● **EXTRACTED ENTRIES**
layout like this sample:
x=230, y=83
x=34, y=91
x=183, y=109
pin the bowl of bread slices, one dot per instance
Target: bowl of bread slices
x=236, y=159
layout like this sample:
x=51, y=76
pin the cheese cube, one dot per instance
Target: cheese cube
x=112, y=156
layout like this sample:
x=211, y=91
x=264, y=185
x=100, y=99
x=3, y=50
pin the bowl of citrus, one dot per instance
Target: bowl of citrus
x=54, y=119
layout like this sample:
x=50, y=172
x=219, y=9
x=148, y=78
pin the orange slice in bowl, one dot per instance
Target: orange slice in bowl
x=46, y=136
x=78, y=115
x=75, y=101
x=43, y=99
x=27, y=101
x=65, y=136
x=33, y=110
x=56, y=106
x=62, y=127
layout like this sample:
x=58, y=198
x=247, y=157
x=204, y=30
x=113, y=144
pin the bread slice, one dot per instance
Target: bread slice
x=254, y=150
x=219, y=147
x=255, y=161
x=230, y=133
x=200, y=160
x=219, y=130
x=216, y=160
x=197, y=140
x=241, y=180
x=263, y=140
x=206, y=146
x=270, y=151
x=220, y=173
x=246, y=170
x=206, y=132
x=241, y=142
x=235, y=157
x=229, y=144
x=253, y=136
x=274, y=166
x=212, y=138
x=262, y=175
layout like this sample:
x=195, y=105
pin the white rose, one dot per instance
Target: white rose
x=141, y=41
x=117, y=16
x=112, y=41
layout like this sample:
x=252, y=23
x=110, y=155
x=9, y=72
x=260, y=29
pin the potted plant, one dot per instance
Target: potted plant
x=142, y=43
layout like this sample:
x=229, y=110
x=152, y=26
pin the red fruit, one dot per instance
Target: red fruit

● **EXERCISE PROMPT**
Print all of the entries exactly as they appear.

● **RESULT FOR THIS EXERCISE**
layout like this sample:
x=230, y=83
x=34, y=91
x=183, y=109
pin the bowl of bread slices, one dot per instance
Target: bowl of bread slices
x=236, y=159
layout like this sample:
x=51, y=76
pin the cheese cube, one dot per instance
Target: cheese cube
x=112, y=156
layout like this sample:
x=211, y=91
x=264, y=185
x=100, y=99
x=3, y=50
pin the bowl of citrus, one dot per instance
Target: bowl of citrus
x=54, y=119
layout like this sample:
x=50, y=172
x=219, y=9
x=148, y=78
pin the orange slice in bowl, one dot per instance
Target: orange slice in bowl
x=46, y=136
x=78, y=115
x=75, y=101
x=43, y=99
x=27, y=101
x=65, y=136
x=33, y=110
x=56, y=106
x=62, y=127
layout like this sample:
x=58, y=198
x=247, y=157
x=204, y=30
x=113, y=144
pin the bread slice, one dot per instance
Target: bread slice
x=254, y=150
x=219, y=147
x=255, y=161
x=230, y=133
x=200, y=160
x=219, y=130
x=216, y=160
x=197, y=140
x=241, y=180
x=263, y=140
x=206, y=146
x=270, y=151
x=220, y=173
x=246, y=170
x=206, y=132
x=241, y=142
x=235, y=157
x=229, y=144
x=253, y=136
x=274, y=166
x=212, y=138
x=262, y=175
layout like this sample:
x=195, y=105
pin the white rose, one dot per instance
Target: white rose
x=141, y=41
x=117, y=16
x=112, y=41
layout like this sample:
x=252, y=23
x=110, y=155
x=9, y=72
x=260, y=29
pin the potted plant, one dot per instance
Target: potted plant
x=142, y=43
layout like this sample:
x=229, y=110
x=152, y=26
pin the red fruit, one dot per instance
Target: red fruit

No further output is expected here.